Ujjwal Peshin

I am a Masters of Data Science student at Data Science Institute at Columbia University , graduating in December 2019. I am looking for exciting full-time opportunities where I can apply my Machine Learning and Data Science skills for the greater good. I have a strong Computer Science and Data Science intersection background.

I have worked at ZS Associates as a Data Science Associate for a year, where I majorly worked on Constrained Optimization, State Space Search and Imbalanced Classification problems in healthcare domain using Read World Evidence data. I graduated in Computer Engineering from Netaji Subhas Institute of Technology under the University of Delhi, which is now Netaji Subhas University of Technology, in 2017. I worked with Prof. Sushama Nagpal for my Bachelors project, Touchless typing for Charcater Recognition.

Email  /  Resume  /  LinkedIn  /  GitHub

Work Experience

Data Science Intern, Small Business Card Data Team ( Capital One )

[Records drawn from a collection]
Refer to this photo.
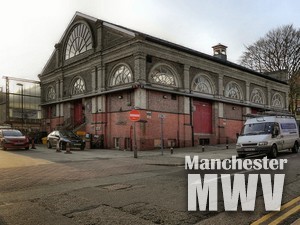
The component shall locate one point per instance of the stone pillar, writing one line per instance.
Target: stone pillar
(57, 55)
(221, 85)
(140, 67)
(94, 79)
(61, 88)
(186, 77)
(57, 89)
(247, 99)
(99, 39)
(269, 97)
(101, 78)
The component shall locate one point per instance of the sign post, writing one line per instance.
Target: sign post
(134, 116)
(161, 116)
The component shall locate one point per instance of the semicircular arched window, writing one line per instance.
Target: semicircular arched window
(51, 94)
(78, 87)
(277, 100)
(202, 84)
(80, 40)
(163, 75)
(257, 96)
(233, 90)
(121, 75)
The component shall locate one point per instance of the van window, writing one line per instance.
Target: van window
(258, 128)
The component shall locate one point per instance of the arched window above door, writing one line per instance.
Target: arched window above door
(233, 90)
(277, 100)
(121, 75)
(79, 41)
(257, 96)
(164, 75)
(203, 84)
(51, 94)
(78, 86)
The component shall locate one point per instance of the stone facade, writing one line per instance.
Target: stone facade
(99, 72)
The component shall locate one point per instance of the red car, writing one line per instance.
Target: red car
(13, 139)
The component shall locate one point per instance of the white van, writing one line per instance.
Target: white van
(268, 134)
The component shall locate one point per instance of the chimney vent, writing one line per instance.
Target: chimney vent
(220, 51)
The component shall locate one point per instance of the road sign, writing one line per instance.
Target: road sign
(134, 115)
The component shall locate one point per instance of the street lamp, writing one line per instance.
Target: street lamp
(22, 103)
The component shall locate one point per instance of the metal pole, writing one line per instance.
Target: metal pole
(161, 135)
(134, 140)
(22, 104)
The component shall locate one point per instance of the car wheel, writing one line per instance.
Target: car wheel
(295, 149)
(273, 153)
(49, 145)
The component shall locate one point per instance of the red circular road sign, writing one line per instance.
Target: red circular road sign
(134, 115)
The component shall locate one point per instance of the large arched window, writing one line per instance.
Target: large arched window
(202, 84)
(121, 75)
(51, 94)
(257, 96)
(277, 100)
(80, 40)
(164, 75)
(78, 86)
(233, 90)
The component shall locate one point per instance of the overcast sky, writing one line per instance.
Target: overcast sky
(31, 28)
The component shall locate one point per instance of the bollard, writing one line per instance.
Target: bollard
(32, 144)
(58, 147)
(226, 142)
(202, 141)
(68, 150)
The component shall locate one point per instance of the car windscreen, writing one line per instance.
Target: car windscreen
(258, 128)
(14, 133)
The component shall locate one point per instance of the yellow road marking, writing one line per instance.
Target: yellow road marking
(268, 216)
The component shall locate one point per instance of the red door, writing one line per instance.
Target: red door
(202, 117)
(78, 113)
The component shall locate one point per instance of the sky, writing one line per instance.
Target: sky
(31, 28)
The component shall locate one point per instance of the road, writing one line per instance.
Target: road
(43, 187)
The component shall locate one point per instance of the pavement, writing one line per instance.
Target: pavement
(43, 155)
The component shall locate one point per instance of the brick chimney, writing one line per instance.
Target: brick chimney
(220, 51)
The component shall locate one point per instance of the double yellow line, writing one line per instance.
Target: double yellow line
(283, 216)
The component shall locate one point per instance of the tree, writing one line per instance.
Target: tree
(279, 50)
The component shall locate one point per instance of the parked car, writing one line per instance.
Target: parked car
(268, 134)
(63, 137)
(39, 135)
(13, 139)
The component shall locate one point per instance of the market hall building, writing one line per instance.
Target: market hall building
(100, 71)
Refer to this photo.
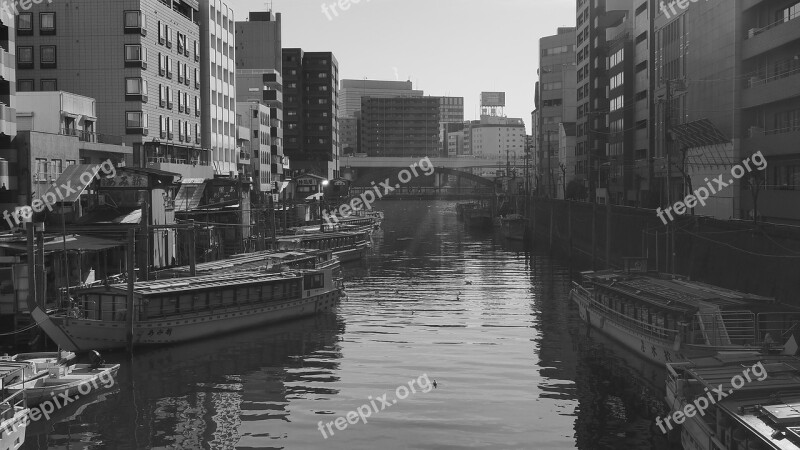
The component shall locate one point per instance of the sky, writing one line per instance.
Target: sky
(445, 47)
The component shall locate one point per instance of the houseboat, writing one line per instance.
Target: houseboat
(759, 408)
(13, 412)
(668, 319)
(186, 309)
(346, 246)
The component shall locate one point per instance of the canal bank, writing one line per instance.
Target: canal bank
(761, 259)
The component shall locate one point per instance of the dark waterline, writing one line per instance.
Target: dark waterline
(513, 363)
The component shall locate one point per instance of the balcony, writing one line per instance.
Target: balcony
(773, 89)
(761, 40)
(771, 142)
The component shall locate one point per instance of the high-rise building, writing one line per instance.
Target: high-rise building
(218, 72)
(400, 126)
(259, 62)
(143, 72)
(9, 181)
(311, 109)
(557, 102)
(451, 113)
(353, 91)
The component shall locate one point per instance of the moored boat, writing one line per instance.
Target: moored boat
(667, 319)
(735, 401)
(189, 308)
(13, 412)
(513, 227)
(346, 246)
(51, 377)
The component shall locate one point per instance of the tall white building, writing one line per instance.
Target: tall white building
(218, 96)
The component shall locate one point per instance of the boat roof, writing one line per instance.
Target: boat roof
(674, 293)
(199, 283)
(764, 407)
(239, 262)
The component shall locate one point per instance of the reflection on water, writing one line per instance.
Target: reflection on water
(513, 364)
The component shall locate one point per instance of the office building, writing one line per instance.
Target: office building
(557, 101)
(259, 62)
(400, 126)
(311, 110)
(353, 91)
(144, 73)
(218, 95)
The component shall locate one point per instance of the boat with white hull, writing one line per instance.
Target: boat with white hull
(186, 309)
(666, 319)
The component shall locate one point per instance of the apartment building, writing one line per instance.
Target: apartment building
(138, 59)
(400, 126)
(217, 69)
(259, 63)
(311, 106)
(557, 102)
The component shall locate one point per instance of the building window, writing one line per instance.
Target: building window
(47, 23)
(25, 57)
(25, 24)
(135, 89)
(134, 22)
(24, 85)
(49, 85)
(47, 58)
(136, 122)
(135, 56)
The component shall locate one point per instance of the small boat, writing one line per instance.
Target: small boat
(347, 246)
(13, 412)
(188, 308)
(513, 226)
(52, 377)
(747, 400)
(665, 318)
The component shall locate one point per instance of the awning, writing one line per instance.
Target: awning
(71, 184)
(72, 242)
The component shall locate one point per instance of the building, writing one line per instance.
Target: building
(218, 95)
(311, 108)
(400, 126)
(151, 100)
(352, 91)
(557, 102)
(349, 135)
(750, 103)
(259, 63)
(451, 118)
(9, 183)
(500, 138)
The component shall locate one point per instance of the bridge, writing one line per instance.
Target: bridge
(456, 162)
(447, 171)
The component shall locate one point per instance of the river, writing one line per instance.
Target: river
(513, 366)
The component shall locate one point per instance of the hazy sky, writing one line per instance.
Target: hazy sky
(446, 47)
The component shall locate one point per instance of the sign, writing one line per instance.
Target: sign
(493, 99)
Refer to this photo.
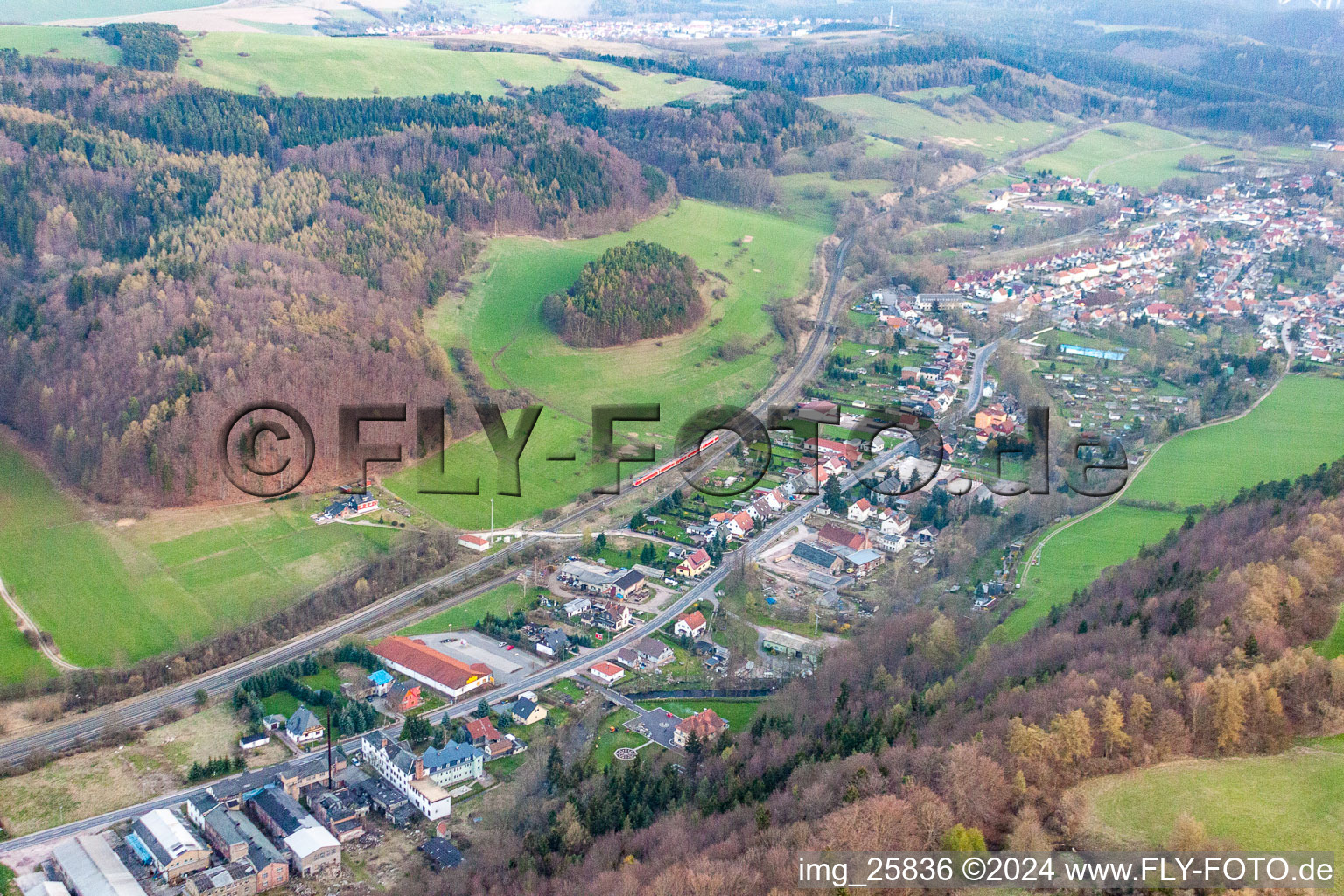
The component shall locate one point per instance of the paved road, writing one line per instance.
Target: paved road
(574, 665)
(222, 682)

---

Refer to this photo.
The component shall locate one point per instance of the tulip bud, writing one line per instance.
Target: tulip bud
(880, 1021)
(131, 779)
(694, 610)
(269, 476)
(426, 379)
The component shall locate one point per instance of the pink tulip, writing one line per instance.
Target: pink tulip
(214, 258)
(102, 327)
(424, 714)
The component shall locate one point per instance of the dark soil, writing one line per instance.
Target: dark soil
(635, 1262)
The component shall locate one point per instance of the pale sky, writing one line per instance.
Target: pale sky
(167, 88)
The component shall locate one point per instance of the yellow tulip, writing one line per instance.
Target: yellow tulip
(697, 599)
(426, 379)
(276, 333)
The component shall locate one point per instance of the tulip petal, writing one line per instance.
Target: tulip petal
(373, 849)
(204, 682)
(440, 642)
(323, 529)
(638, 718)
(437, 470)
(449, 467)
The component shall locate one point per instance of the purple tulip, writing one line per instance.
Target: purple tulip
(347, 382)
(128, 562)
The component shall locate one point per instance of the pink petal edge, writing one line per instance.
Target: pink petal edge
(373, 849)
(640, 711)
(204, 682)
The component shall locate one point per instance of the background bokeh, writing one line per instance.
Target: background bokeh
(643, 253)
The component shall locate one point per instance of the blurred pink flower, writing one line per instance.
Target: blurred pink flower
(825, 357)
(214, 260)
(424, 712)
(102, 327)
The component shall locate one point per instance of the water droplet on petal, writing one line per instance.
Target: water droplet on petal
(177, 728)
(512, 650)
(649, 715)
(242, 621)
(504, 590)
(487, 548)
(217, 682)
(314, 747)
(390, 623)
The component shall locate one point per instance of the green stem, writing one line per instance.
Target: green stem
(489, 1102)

What you will do:
a) Summarize the Ujjwal Peshin profile in two sentences.
b) Continue the Ujjwal Peshin profile from its final line.
The material has nothing to do with what is asked here.

Answers to the exercises:
a) Ujjwal Peshin is a Masters of Data Science student at Columbia University's Data Science Institute, graduating in December 2019 and seeking full-time work that applies machine learning and data science skills. Peshin graduated in Computer Engineering from Netaji Subhas Institute of Technology in 2017 and spent a year as a Data Science Associate at ZS Associates, working mainly on constrained optimization, state space search and imbalanced classification problems in healthcare.

b)
June '19 - August '19

I woked with the Business Entity Resolution team with the following objectives for my internship:

  • Scale current ER pipeline to multiple databases The current Entity resolution pipeline was adaptable to 3 datasets, which was made flexible to multiple datasets with the introduction of the intermediate blocking table. This increased the matching to 10% higher coverage.
  • Test production model resilience for new datasets The ER pipeline had a production ready machine learning model which would identify matches within the entities in the datasets, and I tested whether the model would perform just as well if some of the model features were removed, which would be a common occurance when you would work with multiple datasets, not all of which would have every feature to generate matching pairs.
  • Design a graph database of businesses and find use cases for the marketing team Generated a dataset of businesses where nodes would be businesses, executives of those businesses, and addresses where those businesses are located. Due to the inherent relationship of a graph database, graph algorithms can be used to find out important nodes in the relationship for marketing to traget.
  • Data Scientist, ADS and RWE Team ( ZS Associates )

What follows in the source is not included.